» Aufgabe 1: Als was bezeichnet der Beitrag Jakob im Satz, der mit „Dieses süße Geschöpf“ beginnt?

Unsere Zukunft: Wie der wunde Punkt zum Wunder-punkt werden kann

Beate Kohlmeyer|Allgemein|19. Oktober 2019

Vor einigen Tagen bin ich Jakob begegnet. Dieses süße Geschöpf ist mein neuer Nachbar und er hat mich sehr zum Nachdenken über unser aller Zukunft gebracht.

 Gerade auf der Welt gelandet, lag er da so friedlich und geborgen in seinem Kinderwagen. Unsere Begegnung hat mich stark berührt. Um ehrlich zu sein, habe ich süße Tränen geweint, während ich auf ihn blickte, ohne genau zu wissen warum. 

Ich hieß ihn willkommen auf dieser verrückten Welt, und er ließ meinen Blick und mein Herz aufgehen. Das war ein magischer Moment für mich.

Wie wird Jakobs Zukunft aussehen?

In welcher Welt war er angekommen?

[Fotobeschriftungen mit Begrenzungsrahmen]

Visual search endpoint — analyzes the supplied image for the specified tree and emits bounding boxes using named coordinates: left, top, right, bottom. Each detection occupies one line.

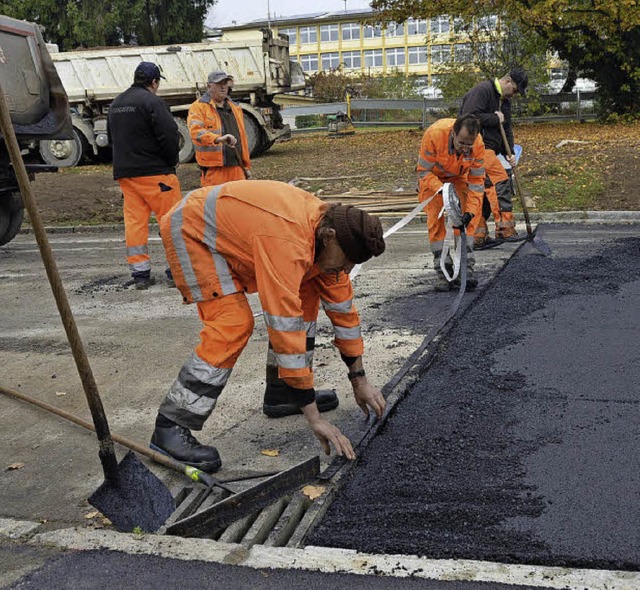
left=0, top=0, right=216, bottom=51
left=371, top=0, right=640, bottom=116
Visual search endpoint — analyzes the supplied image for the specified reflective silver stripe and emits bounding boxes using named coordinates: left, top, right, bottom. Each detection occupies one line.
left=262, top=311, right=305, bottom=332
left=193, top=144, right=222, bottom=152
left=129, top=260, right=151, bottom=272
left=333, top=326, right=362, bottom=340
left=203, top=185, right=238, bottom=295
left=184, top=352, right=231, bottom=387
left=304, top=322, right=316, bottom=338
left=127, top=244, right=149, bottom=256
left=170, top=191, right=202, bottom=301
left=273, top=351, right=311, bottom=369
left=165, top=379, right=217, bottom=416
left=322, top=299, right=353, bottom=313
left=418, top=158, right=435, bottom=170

» Aufgabe 2: Bitte schreib sämtliche Zeilen der Einträge mit den Fotobeschriftungen unverändert ab und lass die Bilder dabei weg.

» Lösung 1: Als den neuen Nachbarn.

» Lösung 2:
Visual search endpoint — analyzes the supplied image for the specified tree and emits bounding boxes using named coordinates: left, top, right, bottom. Each detection occupies one line.

left=0, top=0, right=216, bottom=51
left=371, top=0, right=640, bottom=116
Visual search endpoint — analyzes the supplied image for the specified reflective silver stripe and emits bounding boxes using named coordinates: left, top, right, bottom. Each detection occupies one line.
left=262, top=311, right=305, bottom=332
left=193, top=144, right=222, bottom=152
left=129, top=260, right=151, bottom=272
left=333, top=326, right=362, bottom=340
left=203, top=185, right=238, bottom=295
left=184, top=352, right=231, bottom=387
left=304, top=322, right=316, bottom=338
left=127, top=244, right=149, bottom=256
left=170, top=191, right=202, bottom=301
left=273, top=351, right=311, bottom=369
left=165, top=379, right=217, bottom=416
left=322, top=299, right=353, bottom=313
left=418, top=158, right=435, bottom=170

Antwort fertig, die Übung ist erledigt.